■ Kutipan Bacaan
-=-=-

Tak membutuhkan waktu yang lama, hubungan yang terjalin antara Habibie dan Ainun pun berubah menjadi sebuah hubungan cinta dan kasih, yang berujung pada pernikahan resmi pada tanggal 12 Mei 1962.

Setelah menikah, Habibie pun memboyong Ainun ke Jerman untuk menyelesaikan pendidikannya. Setelah 10 tahun menempuh pendidikan di Jerman, Habibie sukses meraih dua gelar (diploma dan doktor) dari Universitas Teknologi Rhein Westfalen Aachen atau yang lebih dikenal dengan RWTH. Gelar diplom ingenieur diraih Habibie pada tahun 1960, sedangkan gelar doktor ingenieur ia peroleh pada tahun 1965 dengan predikat summa cum laude.

Adapun kisah perjuangan Habibie semasa kuliah di Jerman beserta kisah cintanya bersama dengan ibu Ainun, saat ini bisa kita tonton pada film Habibie & Ainun, Rudy Habibie (Habibie Ainun 2), dan Habibie & Ainun 3 (rencananya akan tayang di Bioskop 19 Desember 2019). Selaini itu, kita juga bisa membaca kisahnya lewat buku “Habibie & Ainun” yang ditulis sendiri oleh B. J. Habibie.

Karir, Prestasi, dan Penghargaan B.J. Habibie

Usai meraih gelar doctor ingenieur pada tahun 1965, Habibie langsung mendapatkan pekerjaan di Perusahaan Penerbangan MBB atau Messerchmitt-Bolkow-Blohm. Ia memulai karir sebagai kepala penelitian dan pengembangan pada analisis struktur pesawat terbang.

Empat tahun kemudian, Habibie dipromosikan menjadi Kepala Divisi Metode dan Teknologi dalam industri pesawat militer dan komersial. Setelah itu, dalam rentang waktu yang sama, ia dipromosikan menjadi Direktur Teknologi perusahaan penerbangan MBB yang sekaligus merangkap sebagai Vice President selama 5 tahun. Bahkan, pada tahun 1978, Habibie juga dipercaya untuk menduduki posisi Penasihat Senior bidang teknologi Perusahan MBB.

-=-=-

■ Data Tercatat

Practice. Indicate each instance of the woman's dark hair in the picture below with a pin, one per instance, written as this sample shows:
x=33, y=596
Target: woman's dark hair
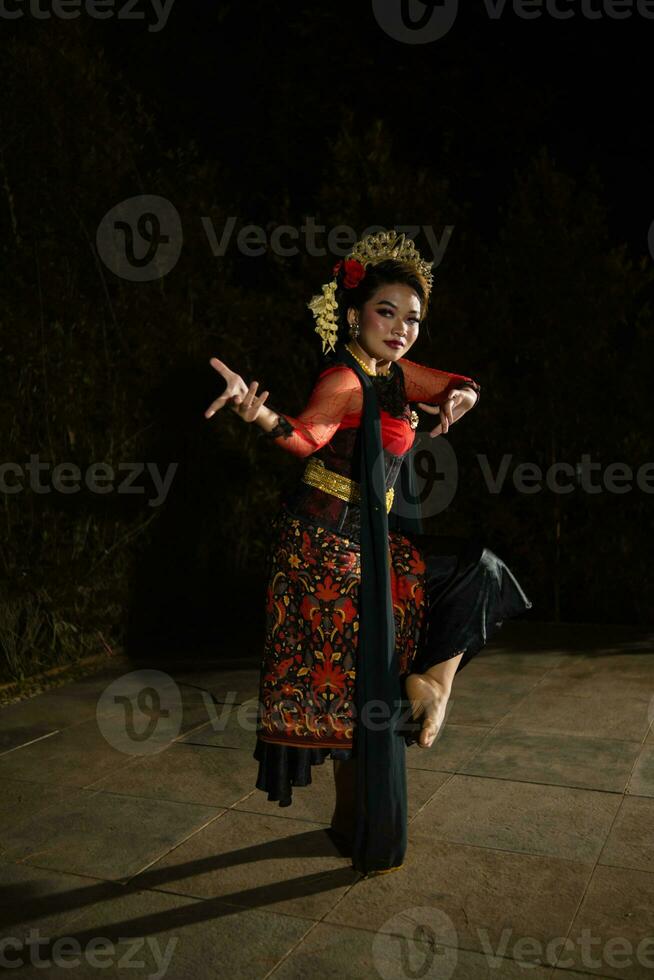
x=383, y=273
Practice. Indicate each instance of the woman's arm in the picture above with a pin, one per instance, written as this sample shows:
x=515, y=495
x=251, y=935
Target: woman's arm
x=431, y=386
x=336, y=393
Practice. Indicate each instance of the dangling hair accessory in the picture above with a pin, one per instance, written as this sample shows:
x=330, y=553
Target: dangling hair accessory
x=349, y=272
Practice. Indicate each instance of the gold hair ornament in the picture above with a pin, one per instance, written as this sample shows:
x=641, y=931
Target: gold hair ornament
x=369, y=251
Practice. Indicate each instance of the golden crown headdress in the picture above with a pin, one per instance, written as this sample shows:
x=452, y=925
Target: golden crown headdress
x=369, y=251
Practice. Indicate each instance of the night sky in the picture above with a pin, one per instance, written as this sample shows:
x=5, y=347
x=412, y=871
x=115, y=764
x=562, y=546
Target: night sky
x=275, y=113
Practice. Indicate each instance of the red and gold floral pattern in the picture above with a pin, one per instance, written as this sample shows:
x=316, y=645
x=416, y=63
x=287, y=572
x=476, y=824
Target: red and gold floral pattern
x=307, y=687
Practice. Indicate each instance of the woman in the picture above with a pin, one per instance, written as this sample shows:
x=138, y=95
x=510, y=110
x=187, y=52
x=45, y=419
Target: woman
x=364, y=611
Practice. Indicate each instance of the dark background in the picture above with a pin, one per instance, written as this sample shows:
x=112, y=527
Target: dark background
x=530, y=137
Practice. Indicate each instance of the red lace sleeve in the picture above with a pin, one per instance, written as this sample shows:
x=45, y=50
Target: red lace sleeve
x=337, y=392
x=431, y=386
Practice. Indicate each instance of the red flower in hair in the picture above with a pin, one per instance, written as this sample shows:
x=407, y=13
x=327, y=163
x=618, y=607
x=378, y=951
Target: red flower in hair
x=353, y=272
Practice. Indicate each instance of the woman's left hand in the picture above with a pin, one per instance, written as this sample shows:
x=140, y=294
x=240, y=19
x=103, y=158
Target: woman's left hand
x=458, y=402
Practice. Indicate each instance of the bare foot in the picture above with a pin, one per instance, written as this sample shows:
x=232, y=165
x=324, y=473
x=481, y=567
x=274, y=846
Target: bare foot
x=428, y=700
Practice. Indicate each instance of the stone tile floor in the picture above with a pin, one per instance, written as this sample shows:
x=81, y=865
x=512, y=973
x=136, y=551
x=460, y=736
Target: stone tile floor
x=133, y=841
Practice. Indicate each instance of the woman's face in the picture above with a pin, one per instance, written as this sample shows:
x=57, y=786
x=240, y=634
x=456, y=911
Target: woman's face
x=391, y=313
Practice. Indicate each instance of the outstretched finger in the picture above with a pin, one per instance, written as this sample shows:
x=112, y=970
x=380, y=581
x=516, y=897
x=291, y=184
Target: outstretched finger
x=216, y=405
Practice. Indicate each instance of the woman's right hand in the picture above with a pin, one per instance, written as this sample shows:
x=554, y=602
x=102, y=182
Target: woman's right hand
x=241, y=399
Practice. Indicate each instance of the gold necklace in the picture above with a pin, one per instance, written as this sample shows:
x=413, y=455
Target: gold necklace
x=365, y=367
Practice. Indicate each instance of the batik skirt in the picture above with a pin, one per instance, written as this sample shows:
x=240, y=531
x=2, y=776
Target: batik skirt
x=449, y=595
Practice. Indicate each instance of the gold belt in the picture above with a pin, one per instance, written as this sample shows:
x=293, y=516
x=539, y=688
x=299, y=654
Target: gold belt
x=316, y=474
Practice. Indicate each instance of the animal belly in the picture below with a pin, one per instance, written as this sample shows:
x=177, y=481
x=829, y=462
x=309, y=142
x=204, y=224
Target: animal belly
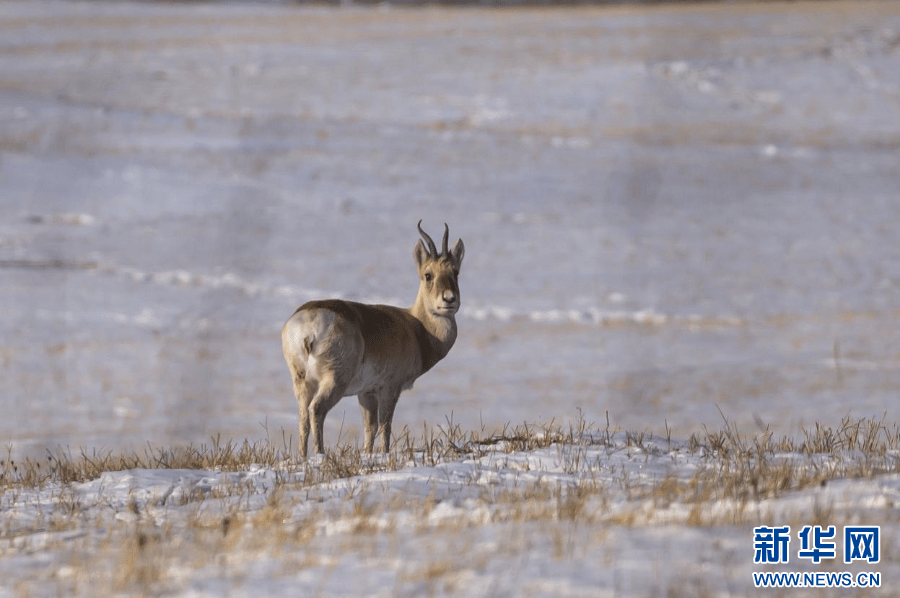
x=374, y=375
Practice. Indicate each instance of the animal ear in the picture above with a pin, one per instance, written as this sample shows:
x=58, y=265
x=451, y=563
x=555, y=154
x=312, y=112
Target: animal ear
x=420, y=253
x=457, y=253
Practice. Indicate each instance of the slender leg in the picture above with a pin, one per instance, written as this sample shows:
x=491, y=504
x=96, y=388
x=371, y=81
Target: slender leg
x=303, y=391
x=386, y=404
x=368, y=404
x=327, y=396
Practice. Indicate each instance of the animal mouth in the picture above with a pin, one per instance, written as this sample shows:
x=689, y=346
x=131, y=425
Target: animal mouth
x=446, y=310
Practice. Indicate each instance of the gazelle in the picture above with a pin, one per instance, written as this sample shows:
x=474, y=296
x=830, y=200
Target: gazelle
x=337, y=348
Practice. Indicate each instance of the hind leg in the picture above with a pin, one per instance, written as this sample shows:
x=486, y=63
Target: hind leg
x=304, y=391
x=368, y=404
x=327, y=396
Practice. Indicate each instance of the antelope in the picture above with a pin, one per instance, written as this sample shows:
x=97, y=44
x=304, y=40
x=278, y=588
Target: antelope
x=336, y=348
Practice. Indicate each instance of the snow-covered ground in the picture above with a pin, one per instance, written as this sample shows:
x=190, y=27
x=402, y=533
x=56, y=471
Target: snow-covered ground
x=670, y=213
x=596, y=515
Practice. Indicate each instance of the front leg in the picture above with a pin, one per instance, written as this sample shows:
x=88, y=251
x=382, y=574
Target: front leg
x=387, y=401
x=368, y=404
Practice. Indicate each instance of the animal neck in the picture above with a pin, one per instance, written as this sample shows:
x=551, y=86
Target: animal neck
x=441, y=330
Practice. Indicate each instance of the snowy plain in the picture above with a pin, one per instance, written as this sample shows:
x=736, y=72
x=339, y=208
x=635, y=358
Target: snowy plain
x=671, y=213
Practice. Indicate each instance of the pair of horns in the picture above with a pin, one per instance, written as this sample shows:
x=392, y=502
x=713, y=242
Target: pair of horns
x=431, y=248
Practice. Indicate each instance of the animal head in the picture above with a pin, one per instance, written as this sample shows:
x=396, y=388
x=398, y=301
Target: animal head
x=439, y=273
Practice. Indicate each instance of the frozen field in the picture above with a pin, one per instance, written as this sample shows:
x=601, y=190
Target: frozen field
x=670, y=214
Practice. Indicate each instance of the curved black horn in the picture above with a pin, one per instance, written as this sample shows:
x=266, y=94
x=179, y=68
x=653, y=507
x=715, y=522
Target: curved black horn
x=427, y=239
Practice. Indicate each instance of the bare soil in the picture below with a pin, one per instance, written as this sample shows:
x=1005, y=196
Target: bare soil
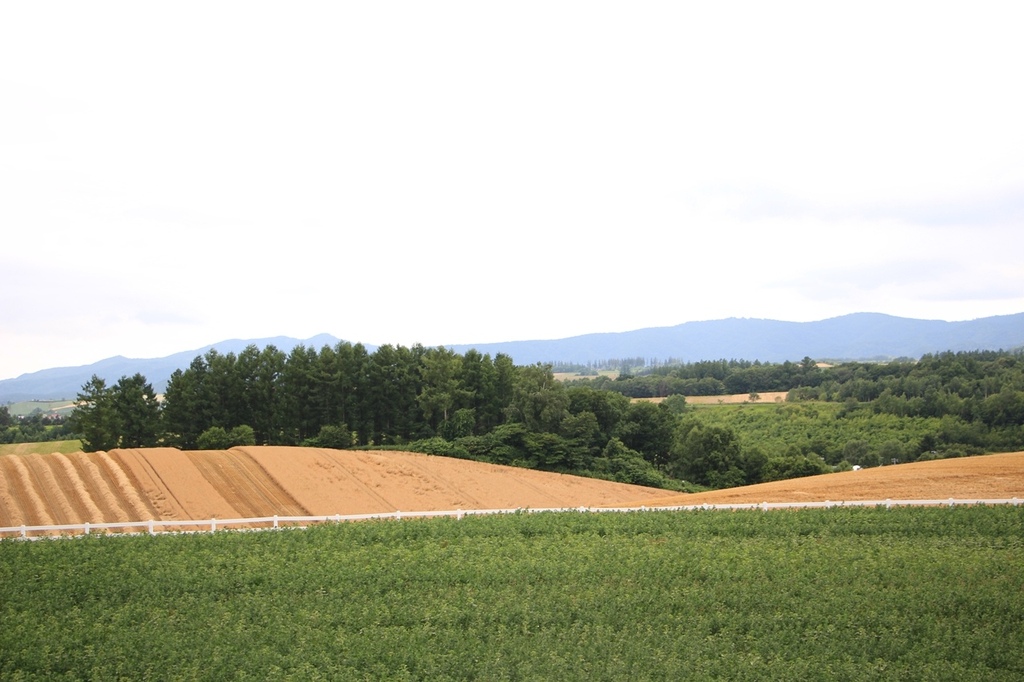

-=-=-

■ Latihan 1
Menurut kutipan bacaan tentang B.J. Habibie, posisi apa yang dipercayakan kepada Habibie di MBB pada tahun 1978?
■ Latihan 2
Teruskan kutipan bacaan tentang karier B.J. Habibie mulai sesudah kalimat terakhir yang ditampilkan.

■ Jawaban Tertulis 1
Habibie dipercaya menduduki posisi Penasihat Senior bidang teknologi di MBB.

■ Jawaban Tertulis 2
Selain memiliki karir yang cemerlang di perusahaan penerbangan kelas dunia, Habibie juga dikenal sebagai Mr. Crack. Julukan ini didapatkan ketika ia berhasil menemukan bagaimana cara menghitung keretakan (crack propagation on random) pada pesawat bahkan sampai ke skala atom. Dengan demikian, penemuan tersebut otomatis membuat standar keamanan pesawat di seluruh dunia meningkat.

Atas semua perjuangan, kerja keras, ketekunan, dan jasanya di ranah penerbangan dunia, Habibie pun sukses mencatatkan namanya sebagai ilmuwan kelas dunia yang disegani, khususnya di dunia aviasi. Ia bahkan seringkali mendapatkan penghargaan dan gelar kehormatan dari berbagai institusi maupun negara. Misalnya, penghargaan Edward Warner Award dan Award von Karman yang hampir setara dengan hadiah Nobel, penghargaan Das Grosse Verdientkreuz dari pemerintah Jerman, hingga julukan Bapak Teknologi dari seluruh masyarakat Indonesia.

Jasa Habibie Membangun Indonesia

Cerita tentang kecerdasan dan prestasi B. J. Habibie di negeri orang rupanya juga sampai ke telinga Soeharto, Presiden RI ke-2. Tanpa pikir panjang, Soeharto meminta Ibnu Sutowo, salah satu orang kepercayaannya pada saat itu, untuk mengajak B. J. Habibie pulang kembali ke Indonesia. Harapannya, supaya Habibie dapat membantu Pemerintah Indonesia dalam mengembangkan dunia industri di tanah air, khususnya industri penerbangan.

Setelah memperoleh informasi tentang ajakan Presiden dari Ibnu Sutowo, Habibie pun memutuskan untuk kembali ke Indonesia dan meninggalkan karir cemerlangnya di Jerman pada tahun 1973. Walaupun pada saat itu, Habibie masih harus bolak-balik Indonesia-Jerman mengingat tanggung jawabnya sebagai Vice President di MBB belum selesai.

Nanti pada tahun 1978, yakni usai Habibie menyelesaikan masa kontrak kerjanya di MBB, Habibie akhirnya bisa benar-benar kembali ke tanah air, dan mengabdi untuk Indonesia.

Di Indonesia, Habibie beberapa kali diberi kepercayaan menjabat posisi penting di Pemerintahan, diantaranya seperti menduduki posisi-posisi strategis di berbagai perusahaan BUMN, menjabat sebagai Menteri Negara Riset dan Teknologi selama 20 tahun, menjadi Wakil Presiden RI, hingga pada puncaknya menjadi Presiden RI ke-3.

Selama berkarir di Indonesia, Habibie sukses meraih banyak penghargaan, prestasi, dan membuat terobosan, khususnya di ranah industri penerbangan dan dunia politik di Indonesia.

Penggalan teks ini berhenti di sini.